Directions for this task:
Locate each line in the entries below that contains the string "yellow" and copy those lines out.

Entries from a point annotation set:
= = =
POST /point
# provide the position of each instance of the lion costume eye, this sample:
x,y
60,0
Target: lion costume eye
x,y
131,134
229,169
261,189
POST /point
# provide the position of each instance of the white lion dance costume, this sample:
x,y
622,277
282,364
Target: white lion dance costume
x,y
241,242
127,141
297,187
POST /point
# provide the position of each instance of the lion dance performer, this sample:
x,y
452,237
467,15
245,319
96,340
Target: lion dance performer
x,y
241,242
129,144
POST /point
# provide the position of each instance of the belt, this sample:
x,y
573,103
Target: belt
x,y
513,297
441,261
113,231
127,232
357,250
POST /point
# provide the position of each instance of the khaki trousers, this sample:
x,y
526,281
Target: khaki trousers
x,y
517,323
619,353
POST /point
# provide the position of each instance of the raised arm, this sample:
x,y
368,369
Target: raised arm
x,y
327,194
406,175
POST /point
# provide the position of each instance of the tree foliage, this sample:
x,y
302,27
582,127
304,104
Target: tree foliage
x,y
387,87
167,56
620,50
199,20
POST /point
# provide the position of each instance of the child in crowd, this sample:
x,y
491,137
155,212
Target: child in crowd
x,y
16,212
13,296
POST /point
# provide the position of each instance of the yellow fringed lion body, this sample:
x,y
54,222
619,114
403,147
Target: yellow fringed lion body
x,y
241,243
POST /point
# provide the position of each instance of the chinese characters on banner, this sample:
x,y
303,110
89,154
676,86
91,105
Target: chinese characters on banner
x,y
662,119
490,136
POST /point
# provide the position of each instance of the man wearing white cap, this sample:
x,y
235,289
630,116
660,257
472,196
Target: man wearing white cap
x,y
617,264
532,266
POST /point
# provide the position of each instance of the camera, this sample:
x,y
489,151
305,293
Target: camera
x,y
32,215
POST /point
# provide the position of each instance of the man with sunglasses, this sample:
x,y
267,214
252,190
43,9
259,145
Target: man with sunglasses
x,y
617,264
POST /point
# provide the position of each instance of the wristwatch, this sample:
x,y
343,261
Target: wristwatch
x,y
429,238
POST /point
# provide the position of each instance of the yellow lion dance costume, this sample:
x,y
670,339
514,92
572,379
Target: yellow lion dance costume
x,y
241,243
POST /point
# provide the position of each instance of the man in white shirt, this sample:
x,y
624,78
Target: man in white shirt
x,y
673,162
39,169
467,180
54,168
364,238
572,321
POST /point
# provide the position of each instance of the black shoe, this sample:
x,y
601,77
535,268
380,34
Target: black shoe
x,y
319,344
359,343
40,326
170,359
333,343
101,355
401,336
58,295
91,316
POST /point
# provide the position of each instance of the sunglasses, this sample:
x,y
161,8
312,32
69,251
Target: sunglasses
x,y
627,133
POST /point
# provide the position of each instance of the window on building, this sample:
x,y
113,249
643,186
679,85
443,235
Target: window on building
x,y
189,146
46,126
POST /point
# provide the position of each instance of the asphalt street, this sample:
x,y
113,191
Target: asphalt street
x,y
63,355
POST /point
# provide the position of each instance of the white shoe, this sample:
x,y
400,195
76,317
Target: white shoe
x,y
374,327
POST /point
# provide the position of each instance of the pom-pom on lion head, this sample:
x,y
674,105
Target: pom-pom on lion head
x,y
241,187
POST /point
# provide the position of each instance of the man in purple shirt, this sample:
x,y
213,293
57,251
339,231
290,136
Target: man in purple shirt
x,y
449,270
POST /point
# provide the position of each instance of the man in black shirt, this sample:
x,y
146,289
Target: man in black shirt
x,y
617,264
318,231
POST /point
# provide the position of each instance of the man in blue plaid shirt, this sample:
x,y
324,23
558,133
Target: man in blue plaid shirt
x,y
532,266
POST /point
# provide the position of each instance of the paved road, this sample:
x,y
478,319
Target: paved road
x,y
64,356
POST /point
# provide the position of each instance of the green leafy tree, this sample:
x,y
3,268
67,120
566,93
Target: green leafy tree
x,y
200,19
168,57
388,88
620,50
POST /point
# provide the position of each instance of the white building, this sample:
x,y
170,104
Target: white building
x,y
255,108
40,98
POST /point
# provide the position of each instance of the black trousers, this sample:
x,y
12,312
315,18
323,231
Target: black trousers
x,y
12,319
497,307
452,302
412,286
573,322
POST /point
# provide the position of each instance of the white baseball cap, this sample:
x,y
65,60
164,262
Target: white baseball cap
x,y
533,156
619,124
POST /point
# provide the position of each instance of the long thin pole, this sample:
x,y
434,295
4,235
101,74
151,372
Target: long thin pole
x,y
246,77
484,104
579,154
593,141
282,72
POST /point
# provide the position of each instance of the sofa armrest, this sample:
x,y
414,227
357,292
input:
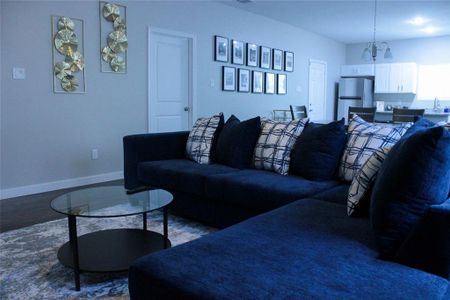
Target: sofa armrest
x,y
428,246
148,147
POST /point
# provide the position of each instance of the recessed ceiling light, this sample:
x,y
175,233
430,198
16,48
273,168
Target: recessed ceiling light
x,y
417,21
430,29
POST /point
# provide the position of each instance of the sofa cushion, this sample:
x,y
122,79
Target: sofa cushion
x,y
274,146
363,181
309,249
202,140
365,138
237,141
414,176
337,194
262,190
318,150
179,174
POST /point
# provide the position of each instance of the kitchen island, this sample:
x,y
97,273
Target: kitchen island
x,y
386,116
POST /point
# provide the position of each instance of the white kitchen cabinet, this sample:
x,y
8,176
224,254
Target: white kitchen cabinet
x,y
396,78
382,76
409,78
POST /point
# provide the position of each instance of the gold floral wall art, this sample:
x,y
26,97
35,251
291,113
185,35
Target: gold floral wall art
x,y
113,37
68,55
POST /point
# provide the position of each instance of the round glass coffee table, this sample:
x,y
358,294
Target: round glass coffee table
x,y
110,250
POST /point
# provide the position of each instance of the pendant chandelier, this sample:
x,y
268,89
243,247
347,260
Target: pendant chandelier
x,y
372,49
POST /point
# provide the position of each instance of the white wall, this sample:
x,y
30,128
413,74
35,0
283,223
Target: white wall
x,y
48,137
426,51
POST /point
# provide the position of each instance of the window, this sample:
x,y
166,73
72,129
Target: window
x,y
434,82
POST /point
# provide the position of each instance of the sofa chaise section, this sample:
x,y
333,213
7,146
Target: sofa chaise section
x,y
306,249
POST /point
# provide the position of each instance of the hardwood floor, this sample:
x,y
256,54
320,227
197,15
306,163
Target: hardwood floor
x,y
34,209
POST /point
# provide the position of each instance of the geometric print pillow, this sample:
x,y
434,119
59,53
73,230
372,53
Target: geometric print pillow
x,y
364,180
365,138
274,145
201,138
= = =
Result of this exercise:
# provide the position of each instance of the yellow fringed lion body, this sample:
Target: yellow fringed lion body
# provide the position of each instance of the yellow lion dance costume, this sample:
Target: yellow lion dance costume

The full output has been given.